- _OBJECTIVE_
Below is a set of records; restate each one word for word.

··· RAW RECORDS ···

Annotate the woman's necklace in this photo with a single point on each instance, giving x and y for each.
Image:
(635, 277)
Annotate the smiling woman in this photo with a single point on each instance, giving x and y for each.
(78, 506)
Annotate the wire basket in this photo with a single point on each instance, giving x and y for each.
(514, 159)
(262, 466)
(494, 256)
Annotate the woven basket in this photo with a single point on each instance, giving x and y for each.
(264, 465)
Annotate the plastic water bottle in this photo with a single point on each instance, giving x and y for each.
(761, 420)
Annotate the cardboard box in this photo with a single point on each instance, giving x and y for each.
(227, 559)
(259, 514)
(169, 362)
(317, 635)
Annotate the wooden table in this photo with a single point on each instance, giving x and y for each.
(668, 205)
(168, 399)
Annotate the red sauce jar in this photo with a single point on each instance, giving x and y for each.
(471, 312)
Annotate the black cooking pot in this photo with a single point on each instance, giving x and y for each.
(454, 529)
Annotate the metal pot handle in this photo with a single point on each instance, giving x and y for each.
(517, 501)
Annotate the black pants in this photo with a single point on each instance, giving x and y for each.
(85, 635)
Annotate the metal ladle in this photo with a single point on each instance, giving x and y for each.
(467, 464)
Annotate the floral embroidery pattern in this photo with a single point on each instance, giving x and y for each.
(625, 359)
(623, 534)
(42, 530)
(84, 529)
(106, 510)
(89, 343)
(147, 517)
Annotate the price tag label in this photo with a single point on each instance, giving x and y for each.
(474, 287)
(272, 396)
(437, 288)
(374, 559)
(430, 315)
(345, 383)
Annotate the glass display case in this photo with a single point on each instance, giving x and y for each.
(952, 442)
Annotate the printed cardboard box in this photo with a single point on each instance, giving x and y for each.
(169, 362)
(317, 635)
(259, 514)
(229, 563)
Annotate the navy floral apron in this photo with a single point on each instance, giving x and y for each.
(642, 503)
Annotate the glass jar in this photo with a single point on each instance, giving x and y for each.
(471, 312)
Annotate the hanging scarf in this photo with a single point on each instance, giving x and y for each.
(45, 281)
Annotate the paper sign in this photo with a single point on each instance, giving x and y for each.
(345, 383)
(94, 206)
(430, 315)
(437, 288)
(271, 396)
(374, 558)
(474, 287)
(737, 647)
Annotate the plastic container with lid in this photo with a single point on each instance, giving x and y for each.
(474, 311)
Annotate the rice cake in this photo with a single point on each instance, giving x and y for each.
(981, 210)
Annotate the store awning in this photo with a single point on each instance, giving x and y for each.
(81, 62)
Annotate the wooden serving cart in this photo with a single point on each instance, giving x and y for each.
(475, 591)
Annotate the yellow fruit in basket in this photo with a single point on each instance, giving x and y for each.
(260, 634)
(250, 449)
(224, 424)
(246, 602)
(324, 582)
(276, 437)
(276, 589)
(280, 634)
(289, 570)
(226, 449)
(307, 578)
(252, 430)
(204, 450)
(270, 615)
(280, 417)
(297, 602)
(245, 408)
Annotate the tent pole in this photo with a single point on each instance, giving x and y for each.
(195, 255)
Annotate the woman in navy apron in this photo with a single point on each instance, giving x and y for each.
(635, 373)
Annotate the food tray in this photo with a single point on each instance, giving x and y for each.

···

- _COMPLETE ANSWER_
Annotate the woman's necklace in this photo with a single point on each instance, giving x and y for each.
Image:
(635, 277)
Annotate the smiling woman in this photo with a single point on each instance, giving x and y for each.
(78, 506)
Annotate the wire basket in this photo with a single point on each instance, giving x and y for each.
(514, 159)
(262, 466)
(494, 256)
Annotate the woven basket in this photo with a single point on each instance, giving x and y for each.
(264, 465)
Annotate the plastic water bottle in this photo with a single point on each instance, giving x and y for each.
(761, 420)
Annotate the cardboard box in this photo with a single point on each instance, giving x and y for each.
(227, 559)
(259, 514)
(169, 362)
(317, 635)
Annotate the wooden table in this photo with a single point on each instance, giving x and y for each.
(668, 205)
(168, 399)
Annotate the red sauce jar in this photo with a single point on each instance, giving x and y for each.
(471, 312)
Annotate the black cooking pot in this photo with a single point on each instance, giving x and y for each.
(454, 529)
Annotate the metal pot handle in this photo with a single point on each instance, giving x and y for each.
(517, 501)
Annotate the black pants in this photo with a single point on each instance, giving x and y for each.
(85, 635)
Annotate the metal ladle in this photo with a single point on each instance, giving x and y for each.
(467, 464)
Annotate the floral embroidery pattern in this photo with a single point on each instance, giving x and y for each.
(625, 359)
(623, 534)
(42, 530)
(84, 529)
(106, 510)
(89, 343)
(147, 517)
Annotate the price tag label in this photo with a single point on each instance, giving x and y for each.
(474, 287)
(272, 396)
(437, 288)
(374, 559)
(430, 315)
(345, 383)
Annotate the glass display case in this photo with a single point on each instance, giving x and y for each.
(952, 442)
Annotate the printed cardboard box in this photo with a single point on each instance, giving x and y for each.
(169, 362)
(317, 635)
(259, 514)
(229, 563)
Annotate the navy floral apron in this photo with a single point on each instance, giving x and y for each.
(642, 503)
Annotate the glass jar in this photo with a single point on each instance, giving x and y for each.
(471, 312)
Annotate the hanging scarf in this photo with a single point on each instance, giving x and y for each.
(45, 281)
Annotate the paper sign in this photo with a single point on each instance, giving x and y for each.
(345, 383)
(94, 206)
(430, 315)
(437, 288)
(271, 396)
(374, 558)
(474, 287)
(737, 647)
Annotate the plastic container with lid in this photo with a single point on each instance, giving x and y for each.
(474, 311)
Annotate the rice cake in this photo with a single point on each instance, giving x and y for each.
(981, 210)
Annotate the store awning in this photo with a single point on each instance, giving x and y for each.
(81, 62)
Annotate the wooden serving cart in this photo with a single point on each instance, giving x and y for each.
(475, 591)
Annotate the yellow fruit in basket in this photo with a single point on each instance, giving x and y for each.
(260, 634)
(250, 449)
(224, 424)
(246, 602)
(324, 582)
(276, 437)
(276, 589)
(280, 634)
(289, 570)
(226, 449)
(307, 578)
(252, 430)
(204, 450)
(270, 615)
(280, 417)
(297, 602)
(245, 408)
Annotate the tent pole in this photo with a single point on each instance, giving x and y for each.
(195, 255)
Annotate the woman in navy apron in this photo with a single point on each instance, giving x and y for each.
(635, 373)
Annotate the food tray in this photo with a single point on each instance, giving x and y for each.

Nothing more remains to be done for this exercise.